> Task details
Render every line of the items below as a JSON list of strings, one string per line, with blank lines omitted.

> Working data

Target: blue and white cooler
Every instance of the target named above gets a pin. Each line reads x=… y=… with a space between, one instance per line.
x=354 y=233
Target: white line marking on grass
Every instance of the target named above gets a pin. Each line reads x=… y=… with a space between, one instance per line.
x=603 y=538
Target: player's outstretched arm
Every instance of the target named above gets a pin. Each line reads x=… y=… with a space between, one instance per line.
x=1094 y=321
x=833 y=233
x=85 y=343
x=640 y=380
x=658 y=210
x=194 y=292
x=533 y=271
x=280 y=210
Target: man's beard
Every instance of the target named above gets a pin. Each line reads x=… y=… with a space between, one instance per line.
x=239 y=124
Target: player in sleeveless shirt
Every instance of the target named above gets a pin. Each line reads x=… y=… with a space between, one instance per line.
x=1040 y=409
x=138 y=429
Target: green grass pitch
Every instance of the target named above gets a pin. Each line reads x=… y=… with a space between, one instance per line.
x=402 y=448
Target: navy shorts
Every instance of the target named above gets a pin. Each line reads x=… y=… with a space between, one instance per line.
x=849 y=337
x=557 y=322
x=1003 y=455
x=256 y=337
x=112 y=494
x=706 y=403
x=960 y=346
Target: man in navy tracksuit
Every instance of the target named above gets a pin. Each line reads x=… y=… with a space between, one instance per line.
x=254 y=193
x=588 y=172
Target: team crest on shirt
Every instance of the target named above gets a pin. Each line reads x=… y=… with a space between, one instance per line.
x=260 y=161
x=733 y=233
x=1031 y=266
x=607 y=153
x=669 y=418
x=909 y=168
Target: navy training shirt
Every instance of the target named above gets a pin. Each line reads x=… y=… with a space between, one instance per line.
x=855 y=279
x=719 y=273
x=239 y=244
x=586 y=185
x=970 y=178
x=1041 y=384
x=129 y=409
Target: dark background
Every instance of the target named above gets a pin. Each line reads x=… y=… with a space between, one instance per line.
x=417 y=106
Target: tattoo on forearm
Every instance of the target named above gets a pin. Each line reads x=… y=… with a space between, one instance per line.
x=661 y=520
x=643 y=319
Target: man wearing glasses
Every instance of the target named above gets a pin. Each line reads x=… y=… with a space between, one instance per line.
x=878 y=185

> Solution to the problem
[
  "Target: blue and white cooler",
  "Every instance of the target named above gets a pin. Each line reads x=… y=… with a space between, one instance per line.",
  "x=354 y=233",
  "Target: white line marking on grass",
  "Every instance of the target named above gets a pin. Each line reads x=… y=… with a space between, one instance per line.",
  "x=603 y=538",
  "Target: player's outstretched arm",
  "Every instance of the target named above gets a pin. Each line reads x=… y=… with a space between, one instance per line.",
  "x=1094 y=321",
  "x=833 y=233",
  "x=85 y=343",
  "x=640 y=380",
  "x=658 y=210",
  "x=194 y=292",
  "x=533 y=271",
  "x=280 y=210",
  "Target: man's beard",
  "Every instance of the target named above gets a pin. Each line reads x=… y=… with a space between, one instance per line.",
  "x=239 y=124",
  "Target: player in sleeveless shirt",
  "Every instance of the target named above gets a pin. Each line reads x=… y=… with a space between, one instance per line.",
  "x=1040 y=409",
  "x=138 y=429",
  "Target: green grass pitch",
  "Every instance of the target named above gets a pin. Each line reads x=… y=… with a space between, one instance per line.",
  "x=402 y=448",
  "Target: navy shorts",
  "Every instance of the target named above gets a pin. Each line reads x=… y=… with a space between, one instance per line.",
  "x=849 y=337",
  "x=557 y=322",
  "x=1003 y=455",
  "x=256 y=337",
  "x=112 y=494",
  "x=706 y=403",
  "x=960 y=346",
  "Target: man in navy tracksuit",
  "Every instance of the target named above gets a pin. Each line reads x=… y=… with a space between, one instance per line.",
  "x=254 y=193",
  "x=588 y=172",
  "Target: team crest on shirt",
  "Every instance of the target named above gets a pin. Each line reads x=… y=… with a space between, one instance per line.",
  "x=260 y=161",
  "x=733 y=233",
  "x=1031 y=266",
  "x=607 y=153",
  "x=669 y=418",
  "x=909 y=168",
  "Target: navy training shirt",
  "Every instance of the target named above gets a pin. Each line reads x=… y=… with a space between, one instance per line.",
  "x=855 y=279",
  "x=719 y=273",
  "x=239 y=244",
  "x=586 y=185",
  "x=970 y=178",
  "x=1041 y=384",
  "x=129 y=409",
  "Target: dark background",
  "Every instance of the target named above gets a pin. Each line reads x=… y=… with a space between, one instance per line.",
  "x=417 y=106",
  "Target: tattoo on forearm",
  "Every instance of the target named above gets a pin. Each line reads x=… y=… with a space between, one instance per line.",
  "x=661 y=520",
  "x=643 y=319",
  "Target: man wearing glasses",
  "Every instance of the target named above gets a pin. Each line reads x=… y=… with a space between, one instance per line.",
  "x=878 y=185"
]